**EXCERPT TO READ:**
»»
On September 9, 2019, the judge entered a final judgment in the TCPA case, McMillion v. Rash Curtis & Associates, 4:16-cv-03396 (N.D. Cal.) to the tune of a whopping $267 million.

The verdict, issued by the jury in June 2019, determined that over 534,000 calls using auto dialers and pre-recorded messages were made by the local California collection agency without consent of called parties. The case involved two main categories: 1) individuals called through skip traced numbers and 2) individuals who never had an account placed with the agency.

Historically, TCPA cases are notoriously difficult to certify, resulting in mountains of work sifting through account notes to verify consent. Most cases are denied certification.

But in this case, because of the use of skip traced numbers, the violation was certifiable by the judge, resulting in the monumental verdict that will likely render the 42-year-old debt collection agency bankrupt.

What is the TCPA?

The Telephone Consumer Protection Act of 1991 (TCPA) was signed into law as a response to a rise in unregulated and harassing telemarketing calls and faxes. It restricts telephone solicitations and the use of automatic telephone dialing systems, including pre-recorded messages, auto dialers, text messages and fax, without explicit customer consent.

Without consent, companies must follow Federal Communications Commission (FCC) solicitation rules and honor the Federal Trade Commission (FTC) National Do Not Call Registry, otherwise they may be sued.

How does this relate to the Debt Collection industry?

The FCC has determined that debt collection calls are not telemarketing calls. Therefore, auto dialers and pre-recorded calls may be used without consent to residential wired phones, where they do not include telemarketing messages; however, prior express consent must be acquired before calling wireless numbers with an auto dialer or pre-recorded message.

“Prior express consent must be acquired before

calling wireless numbers with an auto dialer.”
««
**SET PROBLEM A:**
Answer these questions using the passage on the TCPA verdict:
(i) How many calls did the jury find were made without consent of called parties?
(ii) In what year was the Telephone Consumer Protection Act signed into law?
(iii) How old is the debt collection agency in the case?
The rows that come next have no connection to the passage on the TCPA verdict.

Items taken from a data source
»»
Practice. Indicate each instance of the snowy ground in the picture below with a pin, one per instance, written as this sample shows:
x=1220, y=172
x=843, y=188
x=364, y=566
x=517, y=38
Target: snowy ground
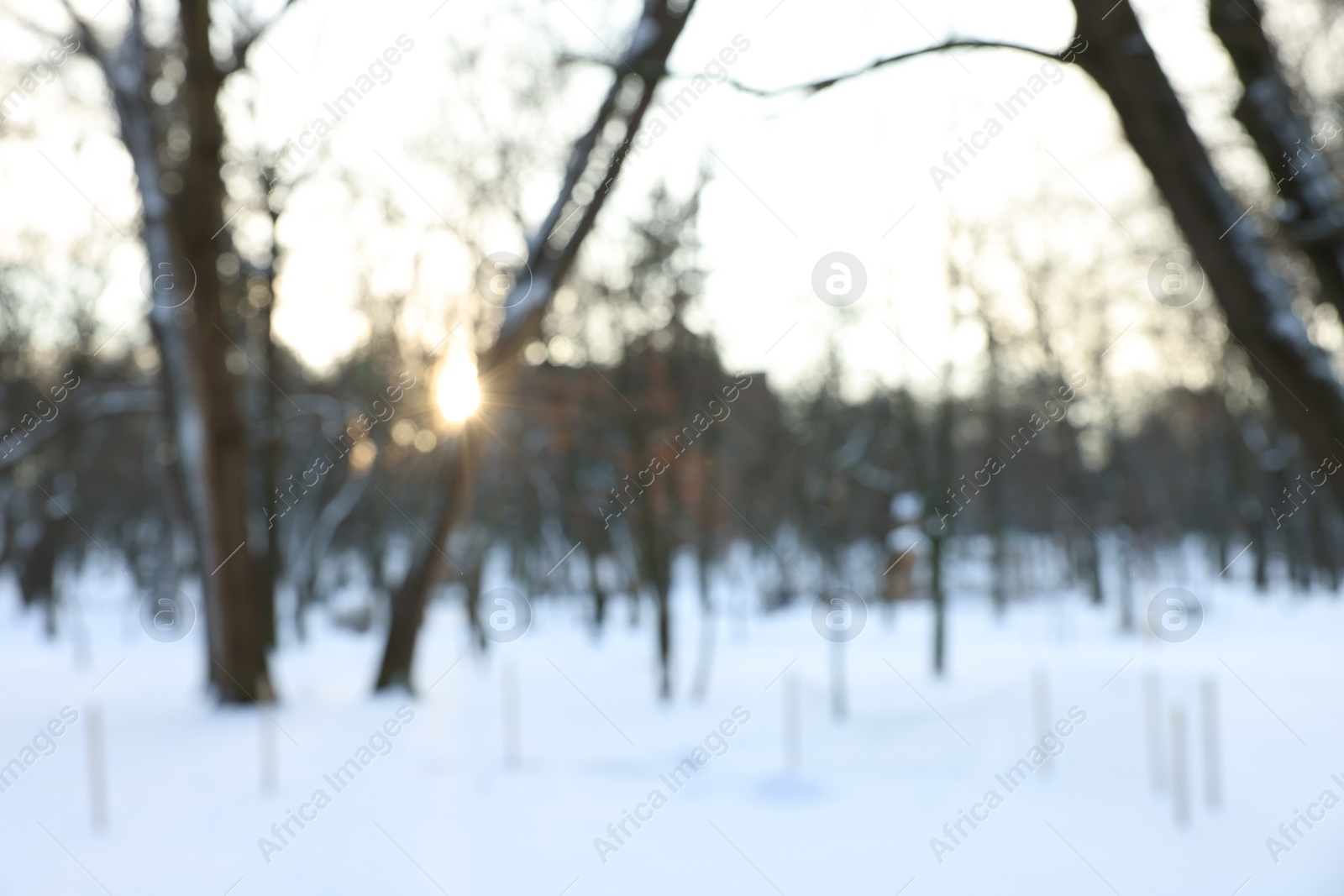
««
**SET PROBLEM B:** In the rows of items taken from a data source, change every "snowy ground" to "frozen ground" and keep everything else the same. Write those rows out again, leaving out the pictures.

**CORRECT ANSWER A:**
(i) Over 534,000
(ii) 1991
(iii) 42 years old

**CORRECT ANSWER B:**
Practice. Indicate each instance of the frozen ground in the picture below with a pin, one per instance, written as this sample shows:
x=1220, y=172
x=843, y=188
x=364, y=566
x=517, y=38
Target: frozen ground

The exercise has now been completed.